### Seite
────────────────

# Keiner kann mir nen Tipp geben



## aalex (22. März 2013)

Moin,
Habe ein Belly Boat von Guideline und ein Echolot was ja schon mal ganz gut ist aber wie bekomme ich das an meinem Belly?
Habe im Netz ein Bild gefunden wie ich es gerne hätte, der Rahmen ist auch schon Fertig aber wie klatsche ich das jetzt an die Seite meines Belly. Wenn ihr Vorschläge oder Beispiele habt, dann her damit:m 
Mfg Aalex


----------



## nobbi1962 (22. März 2013)

*AW: Keiner kann mir nen Tipp geben*

http://www.angeln-shop.de/de/shop/5...c81-409c-a425-d08058bf44a4/productdetail.aspx


----------



## aalex (22. März 2013)

*AW: Keiner kann mir nen Tipp geben*

Hällt leider nicht


----------



## nobbi1962 (22. März 2013)

*AW: Keiner kann mir nen Tipp geben*

Anschleifen und passendent halter kleben#h


----------



## aalex (22. März 2013)

*AW: Keiner kann mir nen Tipp geben*

Die Halterungen kleben|kopfkrat
das muss doch auch anders gehen#q


----------



## Franky D (23. März 2013)

*AW: Keiner kann mir nen Tipp geben*

http://www.youtube.com/watch?v=4dZY98aNhms

hier perfekt erklärt als video für mich die beste lösung ohne kleben 

ab 1.30min geht das los


----------



## Perch-Noob (23. März 2013)

*AW: Keiner kann mir nen Tipp geben*

Keine schlechte Idee mit dem Gestänge aber zum befestigen macht sich das eher umständlich oder?

Den Rutenhalter & den Geber hab ich genauso befestigt, wobei ich aber nur das eine Rohr verwendet habe und das Lot ist ähnlich wie auf dem Dietel Clip befistigt. Das Rohr (Rutenhalter & Geberstange)
Hab ich in etwas geringerer Breite wie den BellySchlauch eingeschnitten und nen Spanngurt durchgezogen.
Den Tip hab ich mir hier an Board geben lassen.
Da gibt´s auch Foto´s.


----------



## Franky D (23. März 2013)

*AW: Keiner kann mir nen Tipp geben*



Lepi schrieb:


> Keine schlechte Idee mit dem Gestänge aber zum befestigen macht sich das eher umständlich oder?
> 
> Den Rutenhalter & den Geber hab ich genauso befestigt, wobei ich aber nur das eine Rohr verwendet habe und das Lot ist ähnlich wie auf dem Dietel Clip befistigt. Das Rohr (Rutenhalter & Geberstange)

────────────────

### Vorliegende Zeilen
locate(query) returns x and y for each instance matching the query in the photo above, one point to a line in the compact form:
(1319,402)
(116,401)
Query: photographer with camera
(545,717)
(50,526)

────────────────

### Aufgaben
1) Beantworten Sie anhand der Forendiskussion:
(a) Von welchem Hersteller stammt das Belly Boat von aalex?
(b) Ab welcher Minute beginnt laut Franky D die Erklärung im Video?
(c) Was hat Perch-Noob durch das eingeschnittene Rohr gezogen?
2) Prüfen Sie, ob die folgenden Aussagen mit der Forendiskussion übereinstimmen. Antworten Sie jeweils mit Ja oder Nein, und zitieren Sie die entscheidenden Worte wörtlich.
(a) Der Rahmen von aalex ist bereits fertig.
(b) Franky D hält das Kleben der Halterungen für die beste Lösung.
(c) Perch-Noob hat zwei Rohre verwendet.
Die Zeilen haben mit der Forendiskussion nichts zu tun.

### Lösungen
1)
(a) Von Guideline.
(b) Ab 1.30 min.
(c) Einen Spanngurt.

2)
(a) Ja: „der Rahmen ist auch schon Fertig“
(b) Nein: „für mich die beste lösung ohne kleben“
(c) Nein: „wobei ich aber nur das eine Rohr verwendet habe“